| Text block |
——

Undaunted by all the difficulties in China, Buddhist missionaries continued to arrive and continued to translate scriptures." They brought a religion that offered consolation for a very uncertain world. The Buddhist emphasis on the world's illusory quality attracted many more followers than perhaps it would have in a time of peace and tranquility. In a time of social tranquility it could have ended up as a sect of Taoism, with which it was often associated during its early years in China.
The wars, however, continued. A trio of ill-starred dynasties tried to restore the old Han empire, but none could prevail over another or over the nomads until the Chin dynasty (265-317/317-420) briefly united the country in A.D. 280.13 But that unity was neither long nor peaceful. The nomadic tribes sacked the two major northern capital cities of Lo-yang in 311 and Ch'ang-an in 316. In 317 the court of the Chin dynasty, along with many others, fled to the south. The loss of northern China to the barbarians began the division of the country into the Northern and Southern dynasties. A relatively stable, non-Chinese dynasty fringed with many, often ephemeral barbarian kingdoms controlled the north, while a series of short-lived Chinese dynasties controlled the south. This division would last for several centuries until one ruler reunited the country in 589, long after the Lives was completed.
Because the Confucianism that had been the philosophical foundation of the Han dynasty had failed to prevent the disintegration of the empire, it lost the allegiance of many of the educated elite. Men began to look elsewhere for a way to order their lives and their-land. The old loyalties were loosened, giving both Buddhism and Taoism a greater scope for development and expansion. Buddhism held its own and gradually became less exotic sight and in addition became separated more and more from Taoism, with which, in the early days, it had often been confused and mingled. In both north and south, Buddhism gradually became a part of upper-class life, but, after the shock of losing the heart of the empire to barbarians and the flight to the south in 317, the Chinese embraced Buddhism with a positive passion that continued throughout the time of the Northern and Southern dynasties. The Buddhist institutions that both immigrant and native worked to establish in the lower Yangtze River valley were planted so deeply that, despite the vicissitudes of decline, rebellion, and persecution over the centuries, these institutions always revived to regain their vitality.'
Not everyone during the Northern and Southern dynasties in China welcomed the new religion. Despite many superficial similarities between Buddhism and Taoism, and despite much mutual influence in their development, Taoists saw the foreign religion as a direct rival.

——

| Data excerpt |
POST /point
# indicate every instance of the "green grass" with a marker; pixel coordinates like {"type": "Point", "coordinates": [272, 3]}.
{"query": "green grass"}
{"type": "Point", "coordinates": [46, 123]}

——

| Challenges |
A) Summarize the text on Buddhism in China in two sentences.
B) Extend the text on Buddhism in China beyond its last sentence.
The data above plays no role here.

| Answers in order |
A) After the Chin dynasty's brief unity collapsed and its court fled south in 317, China split into the Northern and Southern dynasties, and Buddhism, offering consolation in an uncertain world, gained followers as Confucianism lost the allegiance of the educated elite. Buddhism grew apart from Taoism and became part of upper-class life in both north and south, though Taoists saw it as a direct rival.

B)
Buddhism and Taoism appealed to the same people: those wanting metaphysical stability or a sense of permanence in a turbulent age, those wanting very long life or immortality, those seeking a way of life different from, or at the least a respite in private life from, the Confucian ideal of social and familial obligations and public service. Furthermore, Buddhists and Taoists practiced similar arts. Magic, for example, played an important role in the initial acceptance of Buddhism, and Taoist practitioners found themselves facing tough adversaries." The biography of Tao-jung (no. 10) illustrates one such encounter.
For the most part, any hostilities that arose were expressed verbally, but once in a great while partisans felt compelled to take stronger action. The biography of Tao-hsing (no. 9) clearly shows the rivalry when a Taoist woman poisoned a Buddhist nun because "the people of the region had respected the Taoist woman and her activities very much until Tao-hsing's Way of Buddhism eclipsed her arts." The rivalry did not go in one direction only. In a collection of biographies of Taoist women, we learn that a Taoist nun was accosted by knife-wielding Buddhist monks."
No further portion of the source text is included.